WHAT TO WORK ON:
- A) On the motility disorders page, what number of weekly bowel movements generally defines constipation?
- B) Please reproduce the passage of the motility disorders page starting at "Historically, motility disorders" and ending at "are listed below.".

··· READING PASSAGE

Historically, motility disorders and functional GI disorders (FGIDs) were combined. At UCLA, we have have established two programs with experts in the pathophysiology and treatment of each.
- The motility disorders we treat are listed below.
- For those seeking treatment for FGIDs, including irritable bowel syndrome (IBS), functional dyspepsia, cyclical vomiting syndrome and chronic diarrhea visit our FGID program to learn more.
- Achalasia is a swallowing disorder in which the esophagus fails to move swallowed food and liquid to the stomach. As a result of this, food stays in the esophagus. It can produce symptoms of food sticking under the breastbone, chest pain that can feel like a heart attack, and regurgitation.
- Acid reflux, or gastroesophageal reflux disease (GERD), is the backflow of stomach contents, both acid and partially digested food, back into the esophagus. It can produce symptoms of burning in the lower chest area (heartburn), and regurgitation of stomach contents into the mouth and throat.
- Constipation is generally defined as fewer than three bowel movements per week, but it is also described as hard or lumpy stools, difficulty passing the stool, or feeling like the bowel movement is not complete. It is a chronic problem when it lasts for several weeks or longer. There are many causes of constipation, including blockage of the intestine, poor nerve and muscle function of the colon and rectum, or difficulty with the muscles involved in eliminating stool. When no cause for constipation is found it is called functional constipation.
- Esophageal spasms are uncoordinated contractions of the esophagus. The result of this is poor movement of swallowed food and liquid to the stomach. These spasms can cause symptoms of food sticking under the breastbone, chest pain that can feel like a heart attack, and regurgitation.
- Fecal incontinence is the inability to control bowel movements, leading to unexpected leaking of stool from the bowels. It can range from a tiny bit of leakage when coughing, sneezing or passing gas, to complete loss of control. It can be associated with constipation or diarrhea. Damage to the nerves or muscles that control having a bowel movement are often the cause of fecal incontinence.

······
··· DATA

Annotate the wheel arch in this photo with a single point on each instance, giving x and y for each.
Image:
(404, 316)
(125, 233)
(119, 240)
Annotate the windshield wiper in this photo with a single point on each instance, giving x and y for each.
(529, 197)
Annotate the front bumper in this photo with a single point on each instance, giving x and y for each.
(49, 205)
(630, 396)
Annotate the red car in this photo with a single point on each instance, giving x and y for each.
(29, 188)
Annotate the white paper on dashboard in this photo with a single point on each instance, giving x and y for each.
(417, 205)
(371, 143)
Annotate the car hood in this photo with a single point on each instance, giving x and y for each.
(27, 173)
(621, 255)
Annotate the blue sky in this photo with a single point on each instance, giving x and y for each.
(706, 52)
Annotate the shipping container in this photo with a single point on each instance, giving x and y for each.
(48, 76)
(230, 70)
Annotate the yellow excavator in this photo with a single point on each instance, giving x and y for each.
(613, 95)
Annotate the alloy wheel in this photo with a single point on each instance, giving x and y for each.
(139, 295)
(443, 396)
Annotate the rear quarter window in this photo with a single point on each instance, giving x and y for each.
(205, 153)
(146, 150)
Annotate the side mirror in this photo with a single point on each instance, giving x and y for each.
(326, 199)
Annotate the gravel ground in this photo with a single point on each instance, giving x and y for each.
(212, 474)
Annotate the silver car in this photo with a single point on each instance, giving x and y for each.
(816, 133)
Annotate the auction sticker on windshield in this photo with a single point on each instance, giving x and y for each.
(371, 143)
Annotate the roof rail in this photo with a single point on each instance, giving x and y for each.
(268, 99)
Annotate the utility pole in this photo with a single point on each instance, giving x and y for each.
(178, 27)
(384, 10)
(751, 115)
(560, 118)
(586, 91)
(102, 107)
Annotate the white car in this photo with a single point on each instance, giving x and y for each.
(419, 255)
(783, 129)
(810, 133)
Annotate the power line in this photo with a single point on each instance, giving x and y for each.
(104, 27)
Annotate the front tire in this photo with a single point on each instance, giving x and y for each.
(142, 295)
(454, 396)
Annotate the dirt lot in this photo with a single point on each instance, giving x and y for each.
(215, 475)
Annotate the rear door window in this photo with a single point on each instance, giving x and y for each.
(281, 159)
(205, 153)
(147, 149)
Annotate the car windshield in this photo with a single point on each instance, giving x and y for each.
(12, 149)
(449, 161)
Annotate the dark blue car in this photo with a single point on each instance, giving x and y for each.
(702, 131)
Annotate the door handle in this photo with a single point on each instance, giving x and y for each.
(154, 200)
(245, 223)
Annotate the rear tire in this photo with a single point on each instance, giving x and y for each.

······

SOLUTIONS BELOW:
- A) Fewer than three bowel movements per week.

- B)
Historically, motility disorders and functional GI disorders (FGIDs) were combined. At UCLA, we have have established two programs with experts in the pathophysiology and treatment of each.
- The motility disorders we treat are listed below.